(Stored data entries)

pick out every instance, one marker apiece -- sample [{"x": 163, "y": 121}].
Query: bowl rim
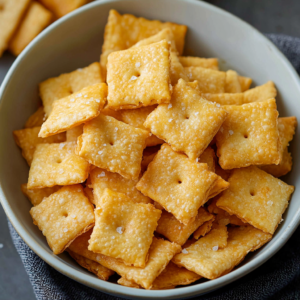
[{"x": 112, "y": 288}]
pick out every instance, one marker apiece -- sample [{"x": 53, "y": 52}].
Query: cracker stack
[{"x": 153, "y": 165}]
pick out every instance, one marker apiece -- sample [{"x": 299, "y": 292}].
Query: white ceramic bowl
[{"x": 75, "y": 41}]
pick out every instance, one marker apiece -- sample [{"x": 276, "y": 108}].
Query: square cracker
[
  {"x": 27, "y": 139},
  {"x": 188, "y": 123},
  {"x": 102, "y": 179},
  {"x": 38, "y": 195},
  {"x": 123, "y": 31},
  {"x": 136, "y": 118},
  {"x": 256, "y": 198},
  {"x": 35, "y": 20},
  {"x": 36, "y": 119},
  {"x": 56, "y": 164},
  {"x": 66, "y": 84},
  {"x": 63, "y": 216},
  {"x": 73, "y": 110},
  {"x": 160, "y": 253},
  {"x": 249, "y": 136},
  {"x": 209, "y": 81},
  {"x": 190, "y": 61},
  {"x": 61, "y": 8},
  {"x": 139, "y": 76},
  {"x": 177, "y": 232},
  {"x": 180, "y": 185},
  {"x": 113, "y": 145},
  {"x": 124, "y": 229},
  {"x": 11, "y": 14},
  {"x": 203, "y": 260},
  {"x": 92, "y": 266}
]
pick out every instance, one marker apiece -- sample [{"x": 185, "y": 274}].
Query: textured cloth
[{"x": 278, "y": 278}]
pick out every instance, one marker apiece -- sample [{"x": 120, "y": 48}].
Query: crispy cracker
[
  {"x": 190, "y": 61},
  {"x": 123, "y": 31},
  {"x": 139, "y": 76},
  {"x": 73, "y": 133},
  {"x": 102, "y": 179},
  {"x": 209, "y": 81},
  {"x": 256, "y": 198},
  {"x": 188, "y": 123},
  {"x": 56, "y": 164},
  {"x": 124, "y": 229},
  {"x": 92, "y": 266},
  {"x": 177, "y": 232},
  {"x": 180, "y": 185},
  {"x": 63, "y": 216},
  {"x": 113, "y": 145},
  {"x": 160, "y": 253},
  {"x": 203, "y": 229},
  {"x": 73, "y": 110},
  {"x": 36, "y": 119},
  {"x": 203, "y": 260},
  {"x": 61, "y": 8},
  {"x": 136, "y": 118},
  {"x": 249, "y": 135},
  {"x": 27, "y": 139},
  {"x": 11, "y": 14},
  {"x": 232, "y": 83},
  {"x": 38, "y": 195},
  {"x": 35, "y": 20},
  {"x": 66, "y": 84}
]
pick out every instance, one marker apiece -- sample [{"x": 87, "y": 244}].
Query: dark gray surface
[{"x": 272, "y": 16}]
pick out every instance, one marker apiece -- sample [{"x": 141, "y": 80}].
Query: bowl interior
[{"x": 75, "y": 41}]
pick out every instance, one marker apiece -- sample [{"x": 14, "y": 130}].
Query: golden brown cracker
[
  {"x": 249, "y": 135},
  {"x": 27, "y": 139},
  {"x": 180, "y": 185},
  {"x": 123, "y": 229},
  {"x": 66, "y": 84},
  {"x": 256, "y": 198},
  {"x": 63, "y": 216},
  {"x": 56, "y": 164},
  {"x": 113, "y": 145},
  {"x": 36, "y": 19},
  {"x": 211, "y": 263},
  {"x": 139, "y": 76},
  {"x": 73, "y": 110}
]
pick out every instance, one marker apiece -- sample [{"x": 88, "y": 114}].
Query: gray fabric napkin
[{"x": 278, "y": 278}]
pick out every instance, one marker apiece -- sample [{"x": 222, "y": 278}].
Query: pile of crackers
[
  {"x": 22, "y": 20},
  {"x": 156, "y": 166}
]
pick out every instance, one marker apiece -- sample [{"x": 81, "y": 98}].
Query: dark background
[{"x": 268, "y": 16}]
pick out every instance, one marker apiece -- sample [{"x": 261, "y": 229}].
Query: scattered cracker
[
  {"x": 92, "y": 266},
  {"x": 12, "y": 12},
  {"x": 177, "y": 232},
  {"x": 73, "y": 110},
  {"x": 180, "y": 185},
  {"x": 190, "y": 61},
  {"x": 35, "y": 20},
  {"x": 27, "y": 139},
  {"x": 102, "y": 179},
  {"x": 249, "y": 135},
  {"x": 38, "y": 195},
  {"x": 123, "y": 31},
  {"x": 36, "y": 119},
  {"x": 66, "y": 84},
  {"x": 124, "y": 229},
  {"x": 113, "y": 145},
  {"x": 189, "y": 124},
  {"x": 131, "y": 86},
  {"x": 63, "y": 216},
  {"x": 209, "y": 263},
  {"x": 56, "y": 164},
  {"x": 256, "y": 198}
]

Your assignment |
Could you write out every line above exactly as it stands, with no images?

Answer to this task |
pick out every instance, one marker apiece -- sample [{"x": 163, "y": 121}].
Query: bowl rim
[{"x": 112, "y": 288}]
pick out every instance, one marker apiece -- sample [{"x": 53, "y": 52}].
Query: cracker stack
[{"x": 153, "y": 165}]
pick out every instance, one marker apiece -- sample [{"x": 299, "y": 292}].
Query: white ceramic bowl
[{"x": 75, "y": 41}]
pick out every instance, one marker apiece -- sample [{"x": 276, "y": 108}].
Query: square cracker
[
  {"x": 27, "y": 139},
  {"x": 188, "y": 123},
  {"x": 102, "y": 179},
  {"x": 38, "y": 195},
  {"x": 123, "y": 31},
  {"x": 136, "y": 118},
  {"x": 256, "y": 198},
  {"x": 35, "y": 20},
  {"x": 36, "y": 119},
  {"x": 56, "y": 164},
  {"x": 66, "y": 84},
  {"x": 63, "y": 216},
  {"x": 73, "y": 110},
  {"x": 160, "y": 253},
  {"x": 249, "y": 136},
  {"x": 209, "y": 81},
  {"x": 190, "y": 61},
  {"x": 61, "y": 8},
  {"x": 139, "y": 76},
  {"x": 177, "y": 232},
  {"x": 180, "y": 185},
  {"x": 113, "y": 145},
  {"x": 124, "y": 229},
  {"x": 11, "y": 14},
  {"x": 203, "y": 260},
  {"x": 92, "y": 266}
]
pick out every instance, one marker apiece -- sample [{"x": 185, "y": 274}].
Query: textured cloth
[{"x": 278, "y": 278}]
pick out every instance, one marker apiece -- sample [{"x": 120, "y": 48}].
Query: crispy cracker
[
  {"x": 190, "y": 61},
  {"x": 123, "y": 31},
  {"x": 139, "y": 76},
  {"x": 73, "y": 133},
  {"x": 102, "y": 179},
  {"x": 209, "y": 81},
  {"x": 256, "y": 198},
  {"x": 188, "y": 123},
  {"x": 56, "y": 164},
  {"x": 124, "y": 229},
  {"x": 92, "y": 266},
  {"x": 177, "y": 232},
  {"x": 180, "y": 185},
  {"x": 63, "y": 216},
  {"x": 113, "y": 145},
  {"x": 160, "y": 253},
  {"x": 203, "y": 229},
  {"x": 73, "y": 110},
  {"x": 36, "y": 119},
  {"x": 203, "y": 260},
  {"x": 61, "y": 8},
  {"x": 136, "y": 118},
  {"x": 249, "y": 135},
  {"x": 27, "y": 139},
  {"x": 11, "y": 14},
  {"x": 232, "y": 83},
  {"x": 38, "y": 195},
  {"x": 35, "y": 20},
  {"x": 66, "y": 84}
]
pick out every instance, one marker apiece -- sample [{"x": 87, "y": 244}].
Query: dark gray surface
[{"x": 272, "y": 16}]
pick out every instance, one marker apiece -- sample [{"x": 141, "y": 80}].
Query: bowl interior
[{"x": 75, "y": 41}]
pick out every instance, one marker apiece -- sample [{"x": 14, "y": 130}].
Query: golden brown cracker
[
  {"x": 249, "y": 135},
  {"x": 27, "y": 139},
  {"x": 180, "y": 185},
  {"x": 123, "y": 229},
  {"x": 66, "y": 84},
  {"x": 256, "y": 198},
  {"x": 63, "y": 216},
  {"x": 56, "y": 164},
  {"x": 113, "y": 145},
  {"x": 36, "y": 19},
  {"x": 211, "y": 263},
  {"x": 139, "y": 76},
  {"x": 73, "y": 110}
]
pick out every instance, one marker apiece -- sample [{"x": 88, "y": 114}].
Query: gray fabric napkin
[{"x": 278, "y": 278}]
pick out every instance, one marker apiece -- sample [{"x": 222, "y": 278}].
Query: pile of crackers
[
  {"x": 22, "y": 20},
  {"x": 156, "y": 166}
]
pick out every instance, one marker apiece -- sample [{"x": 81, "y": 98}].
Query: dark background
[{"x": 268, "y": 16}]
pick out every instance, one marker apiece -- sample [{"x": 261, "y": 229}].
Query: scattered cracker
[
  {"x": 92, "y": 266},
  {"x": 12, "y": 12},
  {"x": 177, "y": 232},
  {"x": 73, "y": 110},
  {"x": 180, "y": 185},
  {"x": 190, "y": 61},
  {"x": 35, "y": 20},
  {"x": 27, "y": 139},
  {"x": 102, "y": 179},
  {"x": 249, "y": 135},
  {"x": 38, "y": 195},
  {"x": 123, "y": 31},
  {"x": 36, "y": 119},
  {"x": 66, "y": 84},
  {"x": 124, "y": 229},
  {"x": 113, "y": 145},
  {"x": 189, "y": 124},
  {"x": 131, "y": 86},
  {"x": 63, "y": 216},
  {"x": 209, "y": 263},
  {"x": 56, "y": 164},
  {"x": 256, "y": 198}
]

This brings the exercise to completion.